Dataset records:

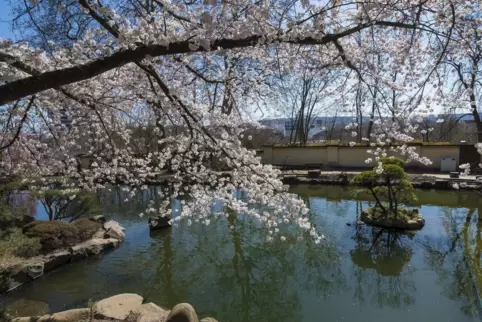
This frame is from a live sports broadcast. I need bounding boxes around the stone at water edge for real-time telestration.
[104,220,126,241]
[93,293,144,320]
[136,303,169,322]
[165,303,199,322]
[50,309,91,322]
[148,216,171,230]
[5,299,50,316]
[89,215,107,224]
[24,262,44,279]
[44,250,72,272]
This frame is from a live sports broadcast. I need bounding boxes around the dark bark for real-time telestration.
[0,21,417,105]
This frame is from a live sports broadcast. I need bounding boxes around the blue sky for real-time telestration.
[0,0,13,39]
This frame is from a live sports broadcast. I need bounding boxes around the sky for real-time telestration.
[0,0,13,39]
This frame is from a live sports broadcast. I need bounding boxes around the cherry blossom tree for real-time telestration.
[0,0,478,242]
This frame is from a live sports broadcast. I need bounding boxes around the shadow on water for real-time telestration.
[0,186,482,322]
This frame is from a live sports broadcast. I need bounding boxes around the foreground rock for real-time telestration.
[0,221,125,293]
[13,293,218,322]
[93,294,144,320]
[360,211,425,230]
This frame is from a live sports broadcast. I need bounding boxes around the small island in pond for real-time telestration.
[351,157,425,229]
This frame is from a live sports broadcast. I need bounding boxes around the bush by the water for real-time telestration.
[72,218,102,241]
[23,221,80,251]
[0,228,42,262]
[365,207,420,221]
[352,157,419,220]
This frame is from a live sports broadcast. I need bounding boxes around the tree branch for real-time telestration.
[0,21,417,105]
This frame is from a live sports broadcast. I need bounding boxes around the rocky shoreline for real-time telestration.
[0,221,125,294]
[12,293,217,322]
[282,173,482,190]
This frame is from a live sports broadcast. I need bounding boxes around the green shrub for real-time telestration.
[0,308,12,322]
[0,229,42,261]
[72,218,102,240]
[351,157,417,218]
[23,221,79,251]
[35,189,100,221]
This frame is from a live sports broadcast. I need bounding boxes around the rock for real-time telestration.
[360,211,425,230]
[104,227,126,241]
[136,303,169,322]
[306,170,321,178]
[69,243,87,261]
[5,299,49,316]
[44,250,72,272]
[104,220,126,241]
[50,309,90,322]
[166,303,199,322]
[83,238,119,256]
[148,216,171,230]
[92,227,105,239]
[89,215,107,224]
[420,181,433,189]
[435,179,451,189]
[23,262,44,279]
[93,293,144,320]
[12,317,32,322]
[104,220,126,231]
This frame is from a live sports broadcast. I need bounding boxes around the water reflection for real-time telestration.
[0,187,480,322]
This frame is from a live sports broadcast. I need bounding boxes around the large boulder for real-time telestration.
[89,215,107,224]
[93,293,144,320]
[166,303,199,322]
[44,250,72,272]
[148,216,171,230]
[70,238,119,260]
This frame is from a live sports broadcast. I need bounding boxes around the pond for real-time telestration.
[0,186,482,322]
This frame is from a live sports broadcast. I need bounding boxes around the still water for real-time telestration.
[0,186,482,322]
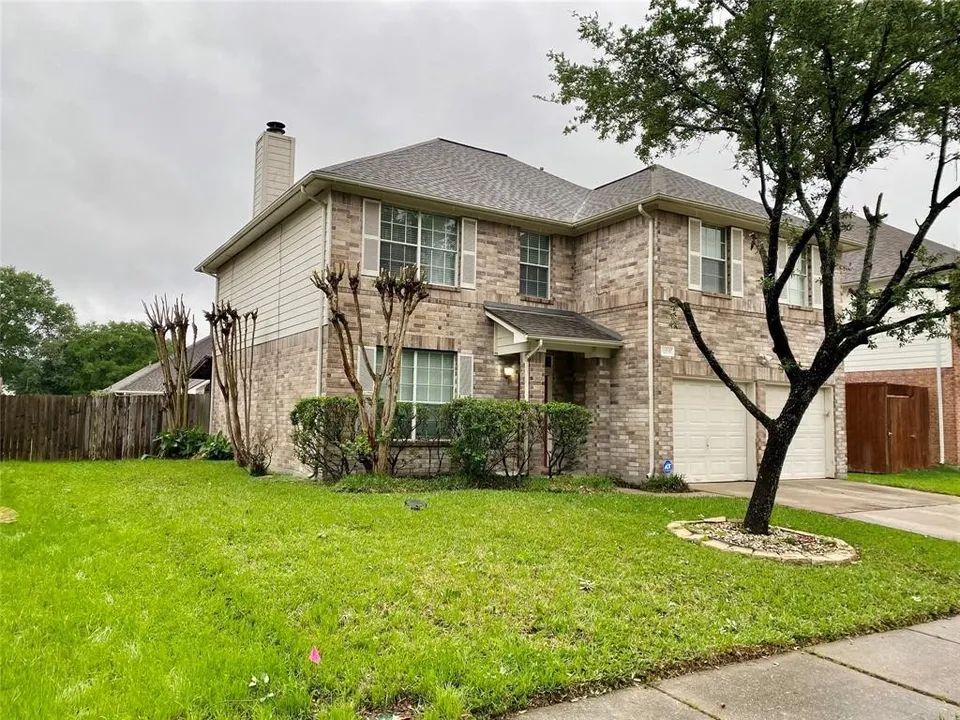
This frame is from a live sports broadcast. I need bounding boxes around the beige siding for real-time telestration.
[844,290,953,372]
[217,203,324,344]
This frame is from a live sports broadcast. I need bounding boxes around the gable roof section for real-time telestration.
[483,303,623,346]
[317,138,588,220]
[316,138,766,224]
[103,336,213,395]
[843,216,960,285]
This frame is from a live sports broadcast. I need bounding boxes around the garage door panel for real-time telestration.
[766,385,827,480]
[673,380,747,481]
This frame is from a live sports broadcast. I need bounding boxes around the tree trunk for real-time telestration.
[743,389,816,535]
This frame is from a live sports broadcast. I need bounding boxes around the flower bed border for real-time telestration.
[667,517,860,565]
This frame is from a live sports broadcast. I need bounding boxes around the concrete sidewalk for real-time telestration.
[517,616,960,720]
[690,479,960,540]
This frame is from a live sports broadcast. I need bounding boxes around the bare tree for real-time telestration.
[310,263,430,474]
[204,302,258,467]
[142,295,197,429]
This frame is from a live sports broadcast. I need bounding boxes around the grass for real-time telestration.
[0,461,960,720]
[850,465,960,497]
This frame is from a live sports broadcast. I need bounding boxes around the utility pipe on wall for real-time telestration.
[298,180,333,395]
[523,340,543,402]
[637,203,657,475]
[936,338,947,465]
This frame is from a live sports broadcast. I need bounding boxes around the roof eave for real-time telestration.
[194,170,864,275]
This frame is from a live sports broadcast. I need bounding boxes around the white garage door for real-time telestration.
[673,380,747,482]
[766,385,827,480]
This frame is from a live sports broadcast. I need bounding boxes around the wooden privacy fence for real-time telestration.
[846,383,930,473]
[0,394,210,460]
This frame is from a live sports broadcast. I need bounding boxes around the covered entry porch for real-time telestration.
[484,303,623,405]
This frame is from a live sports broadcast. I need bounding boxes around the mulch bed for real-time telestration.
[667,517,859,565]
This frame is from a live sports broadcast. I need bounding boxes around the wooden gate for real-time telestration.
[846,383,930,473]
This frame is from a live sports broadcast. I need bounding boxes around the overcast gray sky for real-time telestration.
[0,3,960,321]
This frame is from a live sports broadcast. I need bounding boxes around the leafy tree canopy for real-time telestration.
[17,322,157,395]
[0,265,76,391]
[550,0,960,532]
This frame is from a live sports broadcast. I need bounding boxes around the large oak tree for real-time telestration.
[550,0,960,533]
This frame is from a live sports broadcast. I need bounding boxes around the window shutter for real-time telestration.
[360,200,380,275]
[457,353,473,397]
[810,246,823,308]
[687,218,701,290]
[460,218,477,290]
[730,228,743,297]
[357,347,377,393]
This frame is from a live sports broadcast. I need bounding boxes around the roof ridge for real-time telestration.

**Work to complete**
Reproduce all of the dataset entries above word for word, leaving out the pictures.

**Solution for this problem**
This frame is from a live sports broadcast. I need bounding boxes around the stone at water edge for real-time telestration.
[104,220,126,241]
[93,293,144,320]
[136,303,169,322]
[165,303,199,322]
[50,309,91,322]
[148,216,171,230]
[5,299,50,316]
[89,215,107,224]
[24,262,44,279]
[44,250,72,272]
This frame is from a live sports broadcast. I need bounding boxes around the dark bark for real-time telestration.
[0,21,417,105]
This frame is from a live sports broadcast. I need bounding boxes around the blue sky for real-time telestration.
[0,0,13,39]
This frame is from a live sports broadcast. I need bounding boxes around the sky for real-time telestration.
[0,0,13,39]
This frame is from a live sports broadcast. I need bounding boxes around the cherry blossom tree for real-time telestration.
[0,0,478,242]
This frame is from a live sports broadcast. I need bounding boxes around the shadow on water for real-time telestration.
[0,186,482,322]
This frame is from a live sports broadcast. I need bounding boxes around the foreground rock for real-time telestration.
[0,221,125,293]
[13,293,218,322]
[93,294,144,320]
[360,211,425,230]
This frame is from a live sports broadcast. I need bounding boxes around the small island in pond for real-time telestration.
[351,157,425,229]
This frame is from a live sports broadcast. I need bounding boxes around the bush by the water for real-time telestration.
[72,218,102,241]
[23,221,80,251]
[0,228,42,262]
[365,207,420,221]
[352,157,419,220]
This frame is from a live sports broadcast. I need bounding boxes around the tree branch for real-time telestration.
[0,21,417,105]
This frame is from a live sports broadcast. I need bounding boxes around the rocky shoreline for real-time telestration.
[0,221,125,294]
[12,293,217,322]
[282,173,482,190]
This frame is from a live sports broadcast. I need bounding boxes around the green shrub for real-time telestration.
[0,308,12,322]
[0,229,42,261]
[72,218,102,240]
[351,157,417,218]
[23,221,79,251]
[35,189,100,221]
This frame is from a live sports broadcast. I need bounding boxes around the rock for real-time telestration.
[360,211,425,230]
[104,227,126,241]
[136,303,169,322]
[306,170,321,178]
[69,243,87,261]
[5,299,49,316]
[44,250,72,272]
[104,220,126,241]
[50,309,90,322]
[166,303,199,322]
[83,238,119,256]
[148,216,171,230]
[92,227,105,239]
[89,215,107,224]
[420,181,433,189]
[435,179,451,189]
[23,262,44,279]
[93,293,144,320]
[12,317,32,322]
[104,220,126,231]
This frame is from a live sports broadcast. I need bounding boxes around the water reflection for real-time telestration.
[0,187,480,322]
This frame is from a live sports broadcast. I need bounding boxes around the large boulder for real-time telestration.
[89,215,107,224]
[93,293,144,320]
[166,303,199,322]
[44,250,72,272]
[148,216,171,230]
[70,238,119,260]
This frame is from a live sports broadcast. I need bounding boxes around the pond for real-time telestration.
[0,186,482,322]
This frame is from a live sports broadcast. I need bounding boxes around the still water for real-time telestration.
[0,186,482,322]
This frame is from a live sports broadcast. I need bounding boxes around the beige siding for real-time telestration.
[844,290,953,372]
[217,203,324,344]
This frame is from a live sports broadcast. I need bounding boxes around the gable roof section for real-time telestration.
[483,303,623,346]
[317,138,588,220]
[316,138,766,224]
[103,336,213,395]
[843,216,960,285]
This frame is from a live sports broadcast. I need bounding boxes around the garage door panel for real-time telestration.
[766,385,827,480]
[673,380,747,481]
This frame is from a live sports broadcast. I need bounding boxes around the tree trunk for real-time telestration.
[743,389,816,535]
This frame is from a live sports broadcast. I need bounding boxes around the flower bed border for real-time telestration.
[667,517,860,565]
This frame is from a live sports broadcast. I need bounding boxes around the concrete sidewalk for real-time telestration.
[517,616,960,720]
[690,479,960,540]
This frame is from a live sports broadcast. I need bounding boxes around the bare tree for real-time telestration.
[310,263,430,474]
[204,302,258,467]
[142,295,197,429]
This frame is from a live sports broadcast. I need bounding boxes around the grass for real-time telestration.
[0,461,960,720]
[850,465,960,497]
This frame is from a live sports broadcast. I need bounding boxes around the utility pipe on wall for real-time telestration.
[298,180,333,395]
[523,340,543,402]
[637,203,657,475]
[936,338,947,465]
This frame is from a live sports broadcast. I need bounding boxes around the roof eave for real-time telestration.
[194,170,864,275]
This frame is from a live sports broadcast. I need bounding boxes around the white garage door for real-time telestration.
[673,380,747,482]
[766,385,827,480]
This frame is from a live sports broadcast. I need bounding boxes around the wooden privacy fence for real-time telestration.
[846,383,930,473]
[0,394,210,460]
This frame is from a live sports broadcast. I need bounding boxes around the covered entry porch for real-time telestration.
[484,303,623,405]
This frame is from a live sports broadcast. I need bounding boxes around the mulch bed for real-time telestration.
[667,517,859,565]
This frame is from a live sports broadcast. I need bounding boxes around the wooden gate for real-time telestration.
[846,383,930,473]
This frame is from a live sports broadcast. I need bounding boxes around the overcast gray sky for real-time telestration.
[0,3,960,321]
This frame is from a live sports broadcast. I need bounding boxes around the leafy tree canopy for real-time telestration.
[17,322,157,395]
[0,265,76,391]
[550,0,960,532]
This frame is from a live sports broadcast. I need bounding boxes around the large oak tree for real-time telestration.
[550,0,960,533]
This frame is from a live sports broadcast. I need bounding boxes around the window shutter for real-time telestration.
[360,200,380,275]
[457,353,473,397]
[810,246,823,308]
[687,218,701,290]
[460,218,477,290]
[730,228,743,297]
[357,347,377,393]
This frame is from a live sports broadcast. I need bounding boxes around the roof ridge for real-time telestration.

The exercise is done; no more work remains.